TEXTO DE ORIGEM:
· · · ·

Por isso mesmo também, como explica, é que resolveram ir "juntos à esquadra", com "medo de ir sozinhos".
Esfregavam a cana do nariz ou a barba insistentemente, coçavam o pescoço, batiam com a mão no braço, ruíam unhas e segredavam entre si. No julgamento desta terça-feira, não estavam só as testemunhas a favor da versão das seis alegadas vítimas. Atrás delas, estavam sentados 12 dos agentes constituídos arguidos no processo, pela primeira vez desde que foram ouvidos pelo tribunal. O tribunal concordou, recorde-se, com o pedido do Ministério Público para que as seis alegadas vítimas fossem consideradas especialmente vulneráveis e pudessem prestar o seu testemunho sem a presença dos arguidos. Angelino não está entre este grupo.
Outra testemunha foi António Oliveira, 51 anos, mecânico de automóveis. Também morador do bairro, trabalha numa oficina a apenas alguns números acima da porta de Angelino. Não é uma testemunha com muito por contar, mas viu de perto o aparato que se gerou com a presença policial no bairro, naquele dia.

· · · ·

MATERIAL FORNECIDO:

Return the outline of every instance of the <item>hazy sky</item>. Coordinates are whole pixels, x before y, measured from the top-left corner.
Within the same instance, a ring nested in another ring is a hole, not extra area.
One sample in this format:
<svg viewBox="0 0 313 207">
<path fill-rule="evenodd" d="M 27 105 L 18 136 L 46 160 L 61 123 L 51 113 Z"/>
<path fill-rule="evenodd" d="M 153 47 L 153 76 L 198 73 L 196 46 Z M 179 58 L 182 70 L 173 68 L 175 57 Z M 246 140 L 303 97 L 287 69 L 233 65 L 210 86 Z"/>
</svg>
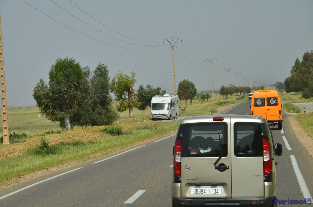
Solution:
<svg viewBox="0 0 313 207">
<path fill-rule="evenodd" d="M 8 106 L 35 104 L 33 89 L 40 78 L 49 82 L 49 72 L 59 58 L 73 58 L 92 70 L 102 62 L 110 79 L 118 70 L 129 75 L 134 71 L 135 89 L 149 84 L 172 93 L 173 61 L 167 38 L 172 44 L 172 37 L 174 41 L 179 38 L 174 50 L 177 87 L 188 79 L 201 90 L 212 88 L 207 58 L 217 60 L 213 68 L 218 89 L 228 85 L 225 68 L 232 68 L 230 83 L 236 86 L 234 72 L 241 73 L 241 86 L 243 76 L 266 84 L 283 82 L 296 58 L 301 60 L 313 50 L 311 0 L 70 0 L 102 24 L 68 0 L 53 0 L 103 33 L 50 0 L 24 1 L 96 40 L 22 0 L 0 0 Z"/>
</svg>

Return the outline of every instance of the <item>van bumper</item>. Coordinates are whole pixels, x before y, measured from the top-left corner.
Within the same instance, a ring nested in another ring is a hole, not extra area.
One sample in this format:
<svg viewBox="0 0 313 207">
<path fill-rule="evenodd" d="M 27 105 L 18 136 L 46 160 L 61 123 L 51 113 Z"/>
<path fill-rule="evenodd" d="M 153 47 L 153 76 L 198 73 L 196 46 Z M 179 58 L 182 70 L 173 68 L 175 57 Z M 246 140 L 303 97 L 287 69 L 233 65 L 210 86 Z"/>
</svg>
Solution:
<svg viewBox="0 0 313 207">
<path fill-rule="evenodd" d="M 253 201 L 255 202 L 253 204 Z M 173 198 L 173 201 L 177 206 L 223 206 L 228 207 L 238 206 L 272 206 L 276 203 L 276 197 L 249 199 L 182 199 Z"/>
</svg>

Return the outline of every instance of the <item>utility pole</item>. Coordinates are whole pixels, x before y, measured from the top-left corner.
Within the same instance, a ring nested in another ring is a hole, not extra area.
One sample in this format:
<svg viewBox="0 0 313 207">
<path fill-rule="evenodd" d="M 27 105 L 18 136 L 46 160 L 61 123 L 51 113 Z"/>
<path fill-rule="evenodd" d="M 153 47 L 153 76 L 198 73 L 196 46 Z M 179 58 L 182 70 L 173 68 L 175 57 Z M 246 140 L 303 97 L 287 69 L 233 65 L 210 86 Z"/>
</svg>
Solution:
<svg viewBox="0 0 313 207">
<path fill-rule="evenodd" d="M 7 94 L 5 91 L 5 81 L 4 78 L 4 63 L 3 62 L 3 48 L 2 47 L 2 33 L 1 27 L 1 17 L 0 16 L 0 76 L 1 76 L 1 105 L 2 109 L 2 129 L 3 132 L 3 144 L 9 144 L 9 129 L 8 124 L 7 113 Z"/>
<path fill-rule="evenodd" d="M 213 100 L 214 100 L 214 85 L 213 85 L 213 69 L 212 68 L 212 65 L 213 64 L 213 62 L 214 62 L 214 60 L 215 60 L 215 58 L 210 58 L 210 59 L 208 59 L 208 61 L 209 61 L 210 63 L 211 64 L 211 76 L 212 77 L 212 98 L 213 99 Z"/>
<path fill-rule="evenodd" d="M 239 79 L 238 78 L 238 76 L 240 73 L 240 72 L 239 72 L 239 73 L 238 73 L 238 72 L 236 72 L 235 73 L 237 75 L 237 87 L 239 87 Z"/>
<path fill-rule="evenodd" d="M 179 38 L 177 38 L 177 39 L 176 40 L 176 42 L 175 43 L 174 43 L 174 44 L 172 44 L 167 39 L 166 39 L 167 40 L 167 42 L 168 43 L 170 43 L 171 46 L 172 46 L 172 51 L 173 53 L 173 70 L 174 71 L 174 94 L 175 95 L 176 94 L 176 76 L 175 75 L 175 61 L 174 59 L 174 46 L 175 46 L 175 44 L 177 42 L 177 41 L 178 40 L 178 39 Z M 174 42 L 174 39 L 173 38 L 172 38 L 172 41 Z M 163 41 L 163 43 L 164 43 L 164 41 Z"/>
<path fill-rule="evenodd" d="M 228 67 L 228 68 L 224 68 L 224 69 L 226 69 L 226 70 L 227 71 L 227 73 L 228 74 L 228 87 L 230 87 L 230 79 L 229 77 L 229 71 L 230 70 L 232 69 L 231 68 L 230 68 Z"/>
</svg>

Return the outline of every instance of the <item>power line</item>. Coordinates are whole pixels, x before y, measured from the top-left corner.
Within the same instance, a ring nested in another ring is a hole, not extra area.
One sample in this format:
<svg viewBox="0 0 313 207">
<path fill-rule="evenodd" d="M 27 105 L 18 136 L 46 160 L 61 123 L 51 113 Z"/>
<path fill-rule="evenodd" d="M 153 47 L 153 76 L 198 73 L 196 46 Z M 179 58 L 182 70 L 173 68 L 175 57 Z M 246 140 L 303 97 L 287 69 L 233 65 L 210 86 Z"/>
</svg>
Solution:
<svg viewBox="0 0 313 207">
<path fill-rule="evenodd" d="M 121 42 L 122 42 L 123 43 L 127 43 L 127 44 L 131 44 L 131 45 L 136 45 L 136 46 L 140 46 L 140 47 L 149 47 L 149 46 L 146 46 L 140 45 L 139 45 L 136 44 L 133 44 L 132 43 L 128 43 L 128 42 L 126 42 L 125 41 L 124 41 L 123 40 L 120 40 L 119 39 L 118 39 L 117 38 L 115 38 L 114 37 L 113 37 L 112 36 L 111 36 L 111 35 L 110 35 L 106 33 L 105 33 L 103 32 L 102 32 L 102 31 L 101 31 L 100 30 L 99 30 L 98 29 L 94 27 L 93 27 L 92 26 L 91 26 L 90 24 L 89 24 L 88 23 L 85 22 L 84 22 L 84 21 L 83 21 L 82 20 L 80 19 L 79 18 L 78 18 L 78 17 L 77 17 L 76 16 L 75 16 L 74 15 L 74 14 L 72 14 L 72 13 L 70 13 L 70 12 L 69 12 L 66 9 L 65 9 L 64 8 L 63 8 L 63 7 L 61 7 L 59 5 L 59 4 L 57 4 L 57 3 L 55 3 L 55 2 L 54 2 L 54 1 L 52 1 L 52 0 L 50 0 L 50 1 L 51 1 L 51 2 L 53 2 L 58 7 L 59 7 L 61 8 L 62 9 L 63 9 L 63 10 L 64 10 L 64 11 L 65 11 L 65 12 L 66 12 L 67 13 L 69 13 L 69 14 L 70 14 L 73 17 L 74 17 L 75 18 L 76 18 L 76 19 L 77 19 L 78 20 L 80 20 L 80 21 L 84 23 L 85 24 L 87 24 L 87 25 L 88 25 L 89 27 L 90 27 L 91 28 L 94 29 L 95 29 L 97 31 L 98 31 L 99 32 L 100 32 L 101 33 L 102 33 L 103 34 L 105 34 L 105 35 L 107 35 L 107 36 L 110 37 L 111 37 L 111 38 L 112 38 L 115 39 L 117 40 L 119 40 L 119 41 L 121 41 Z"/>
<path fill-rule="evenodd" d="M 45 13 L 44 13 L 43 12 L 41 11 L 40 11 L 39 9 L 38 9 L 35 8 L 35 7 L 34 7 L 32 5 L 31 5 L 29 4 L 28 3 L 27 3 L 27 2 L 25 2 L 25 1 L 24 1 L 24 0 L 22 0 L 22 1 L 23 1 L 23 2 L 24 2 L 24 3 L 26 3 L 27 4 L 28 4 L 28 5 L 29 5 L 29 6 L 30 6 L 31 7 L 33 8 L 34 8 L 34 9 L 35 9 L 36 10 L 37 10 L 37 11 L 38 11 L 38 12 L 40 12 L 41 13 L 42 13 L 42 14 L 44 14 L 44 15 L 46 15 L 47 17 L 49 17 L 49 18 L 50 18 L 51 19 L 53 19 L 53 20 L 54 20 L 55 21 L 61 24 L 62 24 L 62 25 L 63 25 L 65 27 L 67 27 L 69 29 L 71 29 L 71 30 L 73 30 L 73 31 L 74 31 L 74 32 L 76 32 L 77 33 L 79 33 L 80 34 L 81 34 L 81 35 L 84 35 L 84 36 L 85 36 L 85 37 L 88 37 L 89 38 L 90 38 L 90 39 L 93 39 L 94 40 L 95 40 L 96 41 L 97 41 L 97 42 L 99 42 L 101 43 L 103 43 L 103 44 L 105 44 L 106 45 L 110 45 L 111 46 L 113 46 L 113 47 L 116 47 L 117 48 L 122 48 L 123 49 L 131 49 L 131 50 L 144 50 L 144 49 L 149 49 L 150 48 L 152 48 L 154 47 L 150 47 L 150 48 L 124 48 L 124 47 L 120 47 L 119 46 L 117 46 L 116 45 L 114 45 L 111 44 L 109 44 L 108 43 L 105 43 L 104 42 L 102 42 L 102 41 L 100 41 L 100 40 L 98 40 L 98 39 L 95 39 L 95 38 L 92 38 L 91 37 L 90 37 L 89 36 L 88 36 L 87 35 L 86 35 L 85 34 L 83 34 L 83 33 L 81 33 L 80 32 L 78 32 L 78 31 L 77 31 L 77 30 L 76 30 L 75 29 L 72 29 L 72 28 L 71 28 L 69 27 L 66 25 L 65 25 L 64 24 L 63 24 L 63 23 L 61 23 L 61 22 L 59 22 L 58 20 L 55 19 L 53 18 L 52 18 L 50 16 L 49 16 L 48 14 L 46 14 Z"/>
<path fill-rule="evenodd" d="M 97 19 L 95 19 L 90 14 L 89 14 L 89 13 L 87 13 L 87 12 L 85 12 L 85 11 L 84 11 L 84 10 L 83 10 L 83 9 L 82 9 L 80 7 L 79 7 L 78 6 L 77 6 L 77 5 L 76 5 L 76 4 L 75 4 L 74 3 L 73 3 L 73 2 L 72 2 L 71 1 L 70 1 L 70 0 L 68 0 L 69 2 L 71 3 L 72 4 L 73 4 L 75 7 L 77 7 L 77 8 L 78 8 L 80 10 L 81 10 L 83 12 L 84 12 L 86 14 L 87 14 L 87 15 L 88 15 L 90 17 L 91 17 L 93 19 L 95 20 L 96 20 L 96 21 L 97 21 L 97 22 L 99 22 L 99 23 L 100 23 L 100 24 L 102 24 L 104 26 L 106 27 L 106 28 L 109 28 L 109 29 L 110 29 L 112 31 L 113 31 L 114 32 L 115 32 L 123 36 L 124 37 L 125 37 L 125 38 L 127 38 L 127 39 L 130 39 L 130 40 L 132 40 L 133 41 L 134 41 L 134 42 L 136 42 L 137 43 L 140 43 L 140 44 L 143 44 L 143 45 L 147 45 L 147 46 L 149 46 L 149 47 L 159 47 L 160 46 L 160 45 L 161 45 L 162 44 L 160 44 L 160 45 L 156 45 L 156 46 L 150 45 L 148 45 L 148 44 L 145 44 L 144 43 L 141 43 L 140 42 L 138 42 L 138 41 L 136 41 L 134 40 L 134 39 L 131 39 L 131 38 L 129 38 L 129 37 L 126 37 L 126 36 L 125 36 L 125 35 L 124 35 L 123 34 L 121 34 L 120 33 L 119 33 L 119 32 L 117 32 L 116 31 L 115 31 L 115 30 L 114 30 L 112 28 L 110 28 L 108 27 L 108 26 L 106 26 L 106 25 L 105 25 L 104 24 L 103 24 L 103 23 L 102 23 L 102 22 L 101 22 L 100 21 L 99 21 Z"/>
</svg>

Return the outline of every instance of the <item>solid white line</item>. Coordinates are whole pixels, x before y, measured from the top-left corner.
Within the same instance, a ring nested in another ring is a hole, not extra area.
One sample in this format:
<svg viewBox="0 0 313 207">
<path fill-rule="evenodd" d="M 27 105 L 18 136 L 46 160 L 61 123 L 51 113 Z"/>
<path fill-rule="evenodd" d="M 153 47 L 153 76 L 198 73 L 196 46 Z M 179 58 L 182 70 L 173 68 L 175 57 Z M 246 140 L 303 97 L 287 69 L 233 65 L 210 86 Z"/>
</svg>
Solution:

· · · ·

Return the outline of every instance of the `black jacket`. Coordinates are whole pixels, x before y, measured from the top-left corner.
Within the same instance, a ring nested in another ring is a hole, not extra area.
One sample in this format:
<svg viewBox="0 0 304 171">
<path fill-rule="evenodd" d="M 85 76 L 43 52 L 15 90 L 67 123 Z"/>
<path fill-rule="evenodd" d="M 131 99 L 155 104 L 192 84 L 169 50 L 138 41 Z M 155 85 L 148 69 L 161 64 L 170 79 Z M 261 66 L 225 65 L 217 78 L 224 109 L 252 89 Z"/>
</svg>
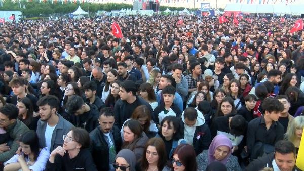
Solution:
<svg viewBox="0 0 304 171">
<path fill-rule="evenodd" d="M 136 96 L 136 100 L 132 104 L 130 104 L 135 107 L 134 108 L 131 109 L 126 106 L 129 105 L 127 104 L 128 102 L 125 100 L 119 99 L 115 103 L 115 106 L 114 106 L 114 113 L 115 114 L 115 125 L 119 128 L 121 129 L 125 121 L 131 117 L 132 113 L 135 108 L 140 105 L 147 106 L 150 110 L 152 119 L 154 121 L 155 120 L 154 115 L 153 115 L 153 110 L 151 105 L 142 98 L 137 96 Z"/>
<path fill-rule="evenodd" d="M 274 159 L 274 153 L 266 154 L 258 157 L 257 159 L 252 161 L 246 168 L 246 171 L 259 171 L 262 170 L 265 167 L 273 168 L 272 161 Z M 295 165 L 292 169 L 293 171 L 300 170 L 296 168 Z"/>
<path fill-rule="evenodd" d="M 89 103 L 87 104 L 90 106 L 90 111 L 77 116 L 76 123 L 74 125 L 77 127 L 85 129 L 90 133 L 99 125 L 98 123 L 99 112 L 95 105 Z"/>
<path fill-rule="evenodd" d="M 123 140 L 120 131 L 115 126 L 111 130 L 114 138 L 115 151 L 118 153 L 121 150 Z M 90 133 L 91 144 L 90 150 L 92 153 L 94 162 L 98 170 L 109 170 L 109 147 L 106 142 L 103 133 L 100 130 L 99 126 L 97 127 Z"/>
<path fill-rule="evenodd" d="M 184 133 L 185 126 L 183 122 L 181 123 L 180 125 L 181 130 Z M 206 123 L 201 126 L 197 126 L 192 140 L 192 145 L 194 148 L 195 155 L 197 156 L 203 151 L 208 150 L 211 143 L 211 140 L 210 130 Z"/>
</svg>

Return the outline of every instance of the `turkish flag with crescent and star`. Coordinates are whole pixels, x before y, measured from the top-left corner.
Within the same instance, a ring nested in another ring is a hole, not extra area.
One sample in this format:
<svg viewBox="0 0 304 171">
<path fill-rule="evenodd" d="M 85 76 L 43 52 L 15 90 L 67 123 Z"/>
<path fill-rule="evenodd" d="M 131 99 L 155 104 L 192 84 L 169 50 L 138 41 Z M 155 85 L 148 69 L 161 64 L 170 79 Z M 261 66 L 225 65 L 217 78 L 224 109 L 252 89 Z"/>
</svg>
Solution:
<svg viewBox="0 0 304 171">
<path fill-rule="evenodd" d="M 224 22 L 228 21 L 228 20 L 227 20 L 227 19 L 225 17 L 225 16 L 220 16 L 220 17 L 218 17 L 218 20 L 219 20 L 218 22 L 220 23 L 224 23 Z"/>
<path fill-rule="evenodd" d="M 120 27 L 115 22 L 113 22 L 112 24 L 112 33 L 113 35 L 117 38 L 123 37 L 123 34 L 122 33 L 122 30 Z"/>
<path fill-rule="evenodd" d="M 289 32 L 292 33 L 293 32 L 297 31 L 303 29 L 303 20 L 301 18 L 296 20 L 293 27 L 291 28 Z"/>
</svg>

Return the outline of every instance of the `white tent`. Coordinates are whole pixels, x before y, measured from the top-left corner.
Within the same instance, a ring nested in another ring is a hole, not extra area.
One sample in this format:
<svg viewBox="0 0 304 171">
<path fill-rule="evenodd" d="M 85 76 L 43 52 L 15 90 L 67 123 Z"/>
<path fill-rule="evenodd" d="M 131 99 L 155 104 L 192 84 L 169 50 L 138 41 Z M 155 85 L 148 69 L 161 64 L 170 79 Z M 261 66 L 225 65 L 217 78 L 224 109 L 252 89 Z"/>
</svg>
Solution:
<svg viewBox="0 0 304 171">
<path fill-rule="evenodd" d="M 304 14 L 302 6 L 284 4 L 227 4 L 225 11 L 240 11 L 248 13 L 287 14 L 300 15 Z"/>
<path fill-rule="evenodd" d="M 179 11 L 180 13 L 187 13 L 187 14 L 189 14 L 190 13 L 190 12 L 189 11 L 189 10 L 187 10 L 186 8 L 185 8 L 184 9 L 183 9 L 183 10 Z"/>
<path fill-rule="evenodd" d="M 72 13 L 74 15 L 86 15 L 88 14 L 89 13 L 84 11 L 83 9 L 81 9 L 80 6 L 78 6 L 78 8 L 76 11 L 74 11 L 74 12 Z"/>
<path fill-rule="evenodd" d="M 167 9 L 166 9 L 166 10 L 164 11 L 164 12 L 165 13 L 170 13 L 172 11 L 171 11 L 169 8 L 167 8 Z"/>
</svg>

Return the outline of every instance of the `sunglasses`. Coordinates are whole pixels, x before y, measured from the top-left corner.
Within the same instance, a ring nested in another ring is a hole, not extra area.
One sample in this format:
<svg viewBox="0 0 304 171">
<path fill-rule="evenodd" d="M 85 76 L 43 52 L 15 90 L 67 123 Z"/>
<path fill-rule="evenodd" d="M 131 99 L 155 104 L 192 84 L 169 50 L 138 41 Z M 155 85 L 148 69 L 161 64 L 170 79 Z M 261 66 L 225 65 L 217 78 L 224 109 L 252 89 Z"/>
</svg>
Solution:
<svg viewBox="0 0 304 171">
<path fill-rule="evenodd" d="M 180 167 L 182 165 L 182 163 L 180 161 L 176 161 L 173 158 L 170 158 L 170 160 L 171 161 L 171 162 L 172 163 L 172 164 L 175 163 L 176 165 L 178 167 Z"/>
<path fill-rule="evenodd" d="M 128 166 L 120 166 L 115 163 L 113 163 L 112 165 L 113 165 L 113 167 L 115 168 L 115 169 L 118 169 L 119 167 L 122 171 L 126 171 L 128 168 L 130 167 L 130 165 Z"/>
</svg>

· · · ·

TAREFA PROPOSTA 1: Segundo o texto de origem, por que motivo se resolveu ir "juntos à esquadra"? Responda em uma a três frases.
TAREFA PROPOSTA 2: Transcreva literalmente, do texto de origem, o trecho que vai de "Por isso mesmo" até "entre este grupo.".
TAREFA PROPOSTA 3:
Responda às seguintes perguntas com base no texto de origem:
(a) Quantos dos agentes constituídos arguidos estavam sentados atrás das testemunhas?
(b) De quem partiu o pedido, aceite pelo tribunal, para que as seis alegadas vítimas fossem consideradas especialmente vulneráveis?
(c) Qual é a profissão de António Oliveira?

RESULTADO 1: Resolveu-se ir juntos à esquadra por "medo de ir sozinhos".

RESULTADO 2:
Por isso mesmo também, como explica, é que resolveram ir "juntos à esquadra", com "medo de ir sozinhos".
Esfregavam a cana do nariz ou a barba insistentemente, coçavam o pescoço, batiam com a mão no braço, ruíam unhas e segredavam entre si. No julgamento desta terça-feira, não estavam só as testemunhas a favor da versão das seis alegadas vítimas. Atrás delas, estavam sentados 12 dos agentes constituídos arguidos no processo, pela primeira vez desde que foram ouvidos pelo tribunal. O tribunal concordou, recorde-se, com o pedido do Ministério Público para que as seis alegadas vítimas fossem consideradas especialmente vulneráveis e pudessem prestar o seu testemunho sem a presença dos arguidos. Angelino não está entre este grupo.

RESULTADO 3:
(a) Estavam sentados 12 agentes.
(b) O pedido partiu do Ministério Público.
(c) É mecânico de automóveis.